## [DOCUMENT PASSAGE]
## start

[Squeakland] Why not an "intermediary " list ?

Thomas Bernitt thom-ber at gmx.net
Wed Mar 10 15:40:02 PST 2004


Hello

I am a Newbie in case of etoys just so in case of smalltalk. I want to learn
both and so I subscribed booth lists. I archive the mails, so I have the
possibility to search the lists offline. If I am interested in a special task, I
search very often two times, because the level and the issues of my
interests belongs to both lists. This is a justifiable labor.
Really I have to read a lot, I understand nothing or only a little bit, on
the other hand I learnd much in this little steps out of this difficult mails.
The first time the know how of the comunity made me frightened, but nowadays
it is important for me to know, that I uses a list with (friendly and
supporting) specialists behind it.
I fear, if we have to many lists, we will divide the comunity in
specialists, runaways and newbies. To get a good answer perhaps I have to ask twice -
first in the newbie-list and ones more in the runaway- or specialist-list - but
the scruple we will have to do so, will be mutch stronger than to day.

Regards

Thomas


> Hello  Emilio !
> > I cannot change your sense of 'atmosphere' but, please, give Squeak-dev
> list
> > a try.
> >
> > Regards.
> 
> Of course, I'm subscribed to dev-list as well (only with the "no email"
> option!), but  as I said, how can one really use a list when one has to
> browse through 100-200 posts in order to find a post that, although not
> dealing directly with one's own work, is at least at one's own level of
> understanding? Again, don't take it as a criticism of the dev-list! I
> understand that what people are doing there is tremendously important! I
> just think that trying to mix communities with so different interests and
> agendas is too difficult. People trying to modify a VM and people trying
> to
> move a bunny in a creative way are not the same people; although the
> second
> ones certainly owe everything to the first ones (and perhaps even change
> category one day)..

## end

## [TASKS TO PERFORM]
A - Please say whether each statement below agrees with the mailing list post, answering yes or no and quoting the deciding words from it: (i) the writer archives the mails in order to search the lists offline; (ii) the writer says the community's know-how never caused any fear; (iii) in the quoted reply at the end, the sender is subscribed to the dev-list with the "no email" option.
B - Resume the mailing list post right after its final sentence, keeping the voice of the quoted reply.

## [GIVEN ENTRIES]
## start

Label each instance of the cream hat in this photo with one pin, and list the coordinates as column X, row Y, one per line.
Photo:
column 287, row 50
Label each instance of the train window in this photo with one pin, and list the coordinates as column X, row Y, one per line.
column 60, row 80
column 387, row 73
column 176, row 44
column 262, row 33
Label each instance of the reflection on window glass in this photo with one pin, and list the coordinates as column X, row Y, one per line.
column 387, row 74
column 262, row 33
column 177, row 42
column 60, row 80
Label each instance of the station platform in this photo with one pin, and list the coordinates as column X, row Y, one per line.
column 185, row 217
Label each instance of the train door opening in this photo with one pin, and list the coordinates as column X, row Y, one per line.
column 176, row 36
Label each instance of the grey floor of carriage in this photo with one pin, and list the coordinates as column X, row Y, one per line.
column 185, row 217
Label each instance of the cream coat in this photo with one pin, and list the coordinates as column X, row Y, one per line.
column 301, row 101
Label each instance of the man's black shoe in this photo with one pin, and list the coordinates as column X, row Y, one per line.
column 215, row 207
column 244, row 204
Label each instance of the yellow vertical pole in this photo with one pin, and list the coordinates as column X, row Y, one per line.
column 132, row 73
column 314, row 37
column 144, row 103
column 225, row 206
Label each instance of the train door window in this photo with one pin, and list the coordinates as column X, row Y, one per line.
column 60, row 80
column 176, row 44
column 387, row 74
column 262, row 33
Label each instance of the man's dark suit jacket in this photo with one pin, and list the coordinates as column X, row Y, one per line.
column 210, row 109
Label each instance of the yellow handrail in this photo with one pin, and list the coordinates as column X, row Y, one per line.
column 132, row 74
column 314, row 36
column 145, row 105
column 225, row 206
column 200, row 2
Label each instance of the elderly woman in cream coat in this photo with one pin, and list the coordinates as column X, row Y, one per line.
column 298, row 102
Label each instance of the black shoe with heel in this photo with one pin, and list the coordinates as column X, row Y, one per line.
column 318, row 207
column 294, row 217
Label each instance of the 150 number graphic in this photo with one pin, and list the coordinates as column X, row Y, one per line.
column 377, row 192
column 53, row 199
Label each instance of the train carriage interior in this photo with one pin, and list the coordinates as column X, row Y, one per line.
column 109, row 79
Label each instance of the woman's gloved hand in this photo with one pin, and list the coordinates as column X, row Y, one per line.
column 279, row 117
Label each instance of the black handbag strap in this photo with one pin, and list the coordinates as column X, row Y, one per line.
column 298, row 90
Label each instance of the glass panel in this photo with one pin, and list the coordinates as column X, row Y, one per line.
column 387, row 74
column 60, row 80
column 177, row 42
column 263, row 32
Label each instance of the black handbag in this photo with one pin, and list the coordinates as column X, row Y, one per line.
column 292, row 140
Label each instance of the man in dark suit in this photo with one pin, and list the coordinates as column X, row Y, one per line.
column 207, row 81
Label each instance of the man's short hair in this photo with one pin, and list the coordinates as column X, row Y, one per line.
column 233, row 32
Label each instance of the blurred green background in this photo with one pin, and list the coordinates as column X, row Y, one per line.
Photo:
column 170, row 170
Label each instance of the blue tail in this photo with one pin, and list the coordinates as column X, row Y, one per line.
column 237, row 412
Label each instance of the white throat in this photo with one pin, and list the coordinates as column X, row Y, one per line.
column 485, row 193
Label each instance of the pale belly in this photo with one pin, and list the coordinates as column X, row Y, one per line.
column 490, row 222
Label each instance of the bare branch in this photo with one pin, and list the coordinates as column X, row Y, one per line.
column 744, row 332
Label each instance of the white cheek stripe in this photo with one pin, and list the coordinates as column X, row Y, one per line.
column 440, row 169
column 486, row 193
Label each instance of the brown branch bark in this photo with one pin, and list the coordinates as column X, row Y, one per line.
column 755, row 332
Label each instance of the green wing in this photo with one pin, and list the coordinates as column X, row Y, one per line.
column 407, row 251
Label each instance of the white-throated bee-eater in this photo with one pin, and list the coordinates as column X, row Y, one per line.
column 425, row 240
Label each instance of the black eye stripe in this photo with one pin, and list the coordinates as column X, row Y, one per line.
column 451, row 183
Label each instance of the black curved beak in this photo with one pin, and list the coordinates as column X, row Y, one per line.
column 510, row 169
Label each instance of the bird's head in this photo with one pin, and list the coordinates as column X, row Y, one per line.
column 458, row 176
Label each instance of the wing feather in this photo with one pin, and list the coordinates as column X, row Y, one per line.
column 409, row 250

## end

## [PER-TASK OUTPUTS]
A -
(i) Yes: "I archive the mails, so I have the possibility to search the lists offline."
(ii) No: "The first time the know how of the comunity made me frightened"
(iii) Yes: "I'm subscribed to dev-list as well (only with the "no email" option!)"

B -
> 
> As I said earlier it is not only about asking and answering questions:
> it's
> about automatically generating documentation...Squeak is an open source,
> free system; people are working on it on their spare time. One cannot ask
> to
> anybody to write an extensive documentation. But if people had archives of
> mails (or forum's posts) dealing with all the important questions relevant
> to a given level of knowledge, this  would really help..


> 
> You know, for me it is too late, I have been assimilated ;-). I will
> continue to use Squeak, despite the lack of documentation, despite the
> difficulties to find the right info, etc. Squeak is better. Better than
> Java, better than Microsoft products, even better than some multimedia
> applications such as the couple Director/Flash....It remains to convince
> people about this. I'm convinced that many of these "intermediary
> programmers", perhaps the real Squeak's "marketing niche",  may be
> frightened, after a first contact, by the brutal level jump between the
> first tutorials (or first books) and the high level of the squeak
> community
> as it appears on the web...
> 
> But as I said, if people think differently, no big deal for me..I will
> stay,
> anyway ;-)...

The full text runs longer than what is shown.